■ **Work instructions**:
Please write out word for word the opening lines of the material, including the line with "point: fountain ->" as the last.

■ **Material provided**:
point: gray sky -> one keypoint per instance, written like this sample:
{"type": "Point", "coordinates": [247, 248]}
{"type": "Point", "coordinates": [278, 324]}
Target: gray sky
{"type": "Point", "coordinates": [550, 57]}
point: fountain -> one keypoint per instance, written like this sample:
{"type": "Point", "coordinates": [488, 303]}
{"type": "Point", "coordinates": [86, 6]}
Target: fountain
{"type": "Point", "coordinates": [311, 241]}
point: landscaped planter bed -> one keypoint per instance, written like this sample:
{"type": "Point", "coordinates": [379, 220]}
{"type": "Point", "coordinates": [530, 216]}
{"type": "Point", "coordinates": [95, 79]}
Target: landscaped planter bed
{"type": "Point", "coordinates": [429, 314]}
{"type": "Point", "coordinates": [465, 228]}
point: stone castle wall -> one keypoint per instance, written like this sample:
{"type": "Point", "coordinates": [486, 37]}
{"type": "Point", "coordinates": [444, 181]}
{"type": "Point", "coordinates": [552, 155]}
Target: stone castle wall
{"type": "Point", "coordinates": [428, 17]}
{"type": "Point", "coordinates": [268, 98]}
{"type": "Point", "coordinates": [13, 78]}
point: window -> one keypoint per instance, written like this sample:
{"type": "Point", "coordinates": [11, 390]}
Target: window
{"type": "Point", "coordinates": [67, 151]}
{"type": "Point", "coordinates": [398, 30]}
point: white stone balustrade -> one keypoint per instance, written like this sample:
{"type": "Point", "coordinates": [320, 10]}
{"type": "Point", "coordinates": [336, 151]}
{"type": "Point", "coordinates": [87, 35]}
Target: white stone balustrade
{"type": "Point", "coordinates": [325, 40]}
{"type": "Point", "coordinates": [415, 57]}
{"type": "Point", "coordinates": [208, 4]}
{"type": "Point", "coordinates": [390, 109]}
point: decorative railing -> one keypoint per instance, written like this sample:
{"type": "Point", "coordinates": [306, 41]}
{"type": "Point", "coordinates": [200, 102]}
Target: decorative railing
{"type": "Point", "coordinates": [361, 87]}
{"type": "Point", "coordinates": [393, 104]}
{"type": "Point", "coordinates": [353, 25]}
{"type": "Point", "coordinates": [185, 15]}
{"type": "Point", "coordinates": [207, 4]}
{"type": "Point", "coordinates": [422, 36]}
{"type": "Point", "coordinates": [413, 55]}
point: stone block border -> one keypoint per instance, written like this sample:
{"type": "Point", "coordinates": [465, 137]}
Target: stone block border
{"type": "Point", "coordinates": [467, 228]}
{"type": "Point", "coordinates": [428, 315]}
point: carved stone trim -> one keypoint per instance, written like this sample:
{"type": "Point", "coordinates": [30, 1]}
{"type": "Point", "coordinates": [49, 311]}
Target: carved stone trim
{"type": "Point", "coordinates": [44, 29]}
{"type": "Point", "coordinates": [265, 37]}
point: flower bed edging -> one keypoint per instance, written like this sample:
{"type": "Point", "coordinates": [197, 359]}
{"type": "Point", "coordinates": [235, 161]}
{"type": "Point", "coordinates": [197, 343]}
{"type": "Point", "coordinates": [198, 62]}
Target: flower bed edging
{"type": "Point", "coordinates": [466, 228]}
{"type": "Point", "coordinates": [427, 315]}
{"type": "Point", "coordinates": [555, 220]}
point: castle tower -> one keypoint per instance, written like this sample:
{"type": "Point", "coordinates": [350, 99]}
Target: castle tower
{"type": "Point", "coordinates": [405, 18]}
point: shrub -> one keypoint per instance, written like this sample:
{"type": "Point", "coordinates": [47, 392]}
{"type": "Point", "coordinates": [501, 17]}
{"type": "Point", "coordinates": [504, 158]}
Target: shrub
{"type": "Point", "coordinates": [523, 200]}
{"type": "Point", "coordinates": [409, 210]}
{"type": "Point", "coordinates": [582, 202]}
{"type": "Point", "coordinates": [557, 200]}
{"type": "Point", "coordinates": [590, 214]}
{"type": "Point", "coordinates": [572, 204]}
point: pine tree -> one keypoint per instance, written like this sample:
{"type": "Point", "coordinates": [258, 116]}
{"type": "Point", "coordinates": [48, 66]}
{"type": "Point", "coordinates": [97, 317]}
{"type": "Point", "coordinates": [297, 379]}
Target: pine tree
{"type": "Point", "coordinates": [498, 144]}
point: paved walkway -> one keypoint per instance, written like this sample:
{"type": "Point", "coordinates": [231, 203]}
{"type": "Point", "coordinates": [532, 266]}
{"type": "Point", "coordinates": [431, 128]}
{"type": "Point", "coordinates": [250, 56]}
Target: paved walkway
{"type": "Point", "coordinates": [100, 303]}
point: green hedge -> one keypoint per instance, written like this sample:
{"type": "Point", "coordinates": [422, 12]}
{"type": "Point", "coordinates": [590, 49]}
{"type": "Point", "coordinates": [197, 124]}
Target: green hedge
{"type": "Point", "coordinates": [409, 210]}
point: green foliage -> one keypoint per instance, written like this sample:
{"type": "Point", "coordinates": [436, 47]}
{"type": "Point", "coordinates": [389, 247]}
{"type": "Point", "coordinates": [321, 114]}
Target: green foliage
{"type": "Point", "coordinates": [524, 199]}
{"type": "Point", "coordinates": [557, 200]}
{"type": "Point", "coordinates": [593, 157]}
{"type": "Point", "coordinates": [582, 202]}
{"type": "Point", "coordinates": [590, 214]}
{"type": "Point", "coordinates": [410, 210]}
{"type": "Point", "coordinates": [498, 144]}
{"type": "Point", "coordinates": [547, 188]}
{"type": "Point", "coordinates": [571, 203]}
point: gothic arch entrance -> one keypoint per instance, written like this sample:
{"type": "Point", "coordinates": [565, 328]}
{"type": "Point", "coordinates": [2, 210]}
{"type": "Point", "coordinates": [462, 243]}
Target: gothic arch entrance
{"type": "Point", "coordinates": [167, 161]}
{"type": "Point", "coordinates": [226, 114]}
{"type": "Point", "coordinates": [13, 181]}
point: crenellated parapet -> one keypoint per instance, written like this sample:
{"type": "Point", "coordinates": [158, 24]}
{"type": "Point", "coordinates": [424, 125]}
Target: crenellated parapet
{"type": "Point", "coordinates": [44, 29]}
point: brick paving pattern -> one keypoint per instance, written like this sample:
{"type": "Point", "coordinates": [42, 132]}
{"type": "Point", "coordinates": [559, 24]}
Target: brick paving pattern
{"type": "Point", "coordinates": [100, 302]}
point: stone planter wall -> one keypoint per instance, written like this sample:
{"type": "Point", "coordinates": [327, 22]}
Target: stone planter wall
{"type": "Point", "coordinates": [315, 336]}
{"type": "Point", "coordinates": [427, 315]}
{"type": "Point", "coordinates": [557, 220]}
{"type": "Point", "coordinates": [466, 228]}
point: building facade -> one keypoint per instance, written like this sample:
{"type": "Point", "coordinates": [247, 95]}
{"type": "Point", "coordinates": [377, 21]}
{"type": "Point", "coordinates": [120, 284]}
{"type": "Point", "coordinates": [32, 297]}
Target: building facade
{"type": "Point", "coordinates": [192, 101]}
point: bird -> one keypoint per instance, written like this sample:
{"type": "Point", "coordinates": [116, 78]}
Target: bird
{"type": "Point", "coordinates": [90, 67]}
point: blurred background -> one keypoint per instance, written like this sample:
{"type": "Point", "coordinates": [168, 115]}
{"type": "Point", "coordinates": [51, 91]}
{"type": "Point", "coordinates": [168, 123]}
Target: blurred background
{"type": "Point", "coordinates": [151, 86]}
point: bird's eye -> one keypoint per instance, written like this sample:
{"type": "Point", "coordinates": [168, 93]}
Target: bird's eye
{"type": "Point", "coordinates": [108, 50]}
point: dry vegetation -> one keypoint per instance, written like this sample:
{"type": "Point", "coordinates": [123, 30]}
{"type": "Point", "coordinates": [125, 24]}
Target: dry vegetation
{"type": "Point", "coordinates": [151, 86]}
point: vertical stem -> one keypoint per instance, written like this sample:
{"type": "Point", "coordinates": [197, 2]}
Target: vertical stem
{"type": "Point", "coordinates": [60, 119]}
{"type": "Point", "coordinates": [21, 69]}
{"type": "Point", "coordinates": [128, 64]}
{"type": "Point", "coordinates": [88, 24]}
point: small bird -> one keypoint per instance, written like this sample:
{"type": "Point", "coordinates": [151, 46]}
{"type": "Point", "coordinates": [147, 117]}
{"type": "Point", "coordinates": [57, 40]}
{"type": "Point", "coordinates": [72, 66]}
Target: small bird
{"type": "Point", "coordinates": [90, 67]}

■ **Solution to this exercise**:
point: gray sky -> one keypoint per instance, written like this sample:
{"type": "Point", "coordinates": [247, 248]}
{"type": "Point", "coordinates": [278, 324]}
Target: gray sky
{"type": "Point", "coordinates": [550, 57]}
point: fountain -> one keypoint per instance, written like this sample:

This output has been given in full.